** Source passage **
--------------------------------
When to call a doctor?
The signs and symptoms of each type of seizure can range from mild to severe. A seizure generally subsides within a couple of minutes, but it requires urgent medical attention if symptoms last for longer than five minutes.
Call-out an ambulance:
- If a second seizure occurs immediately
- If the person remains unresponsive after the seizure has stopped
- If the seizures are accompanied by high fever and heat exhaustion
- People with other medical conditions like diabetes or pregnant women are more vulnerable and need to be rushed to the doctor.
Call 1860-500-1066 to book an appointment.
--------------------------------
** Data section **
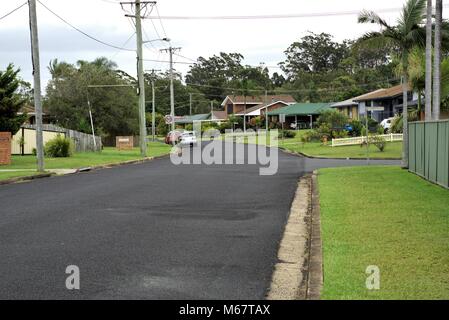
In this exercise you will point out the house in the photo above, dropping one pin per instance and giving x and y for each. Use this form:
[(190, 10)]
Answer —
[(386, 103), (301, 115), (236, 104)]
--------------------------------
** Exercises to complete **
a - Answer these from the seizure passage:
(i) After how long must seizure symptoms persist before urgent medical attention is required?
(ii) Which people does the passage call more vulnerable?
(iii) What number is given for booking an appointment?
b - Extend the passage on when to call a doctor for a seizure, starting after its last sentence.

** Responses by task **
a -
(i) Longer than five minutes.
(ii) People with other medical conditions like diabetes, and pregnant women.
(iii) 1860-500-1066.

b -
Witnessing someone with a seizure can make you feel afraid and helpless, but not all episodes are emergencies. If you are familiar with the physical signs of seizures and are aware of the appropriate first aid response, you can help save a person’s life.
Also, follow precautionary guidelines to protect your children or loved ones affected by epilepsy. Educate and empower them from harming themselves during a seizure. Keep the doctor informed of all the seizure activity and always reach out for medical help immediately in emergencies.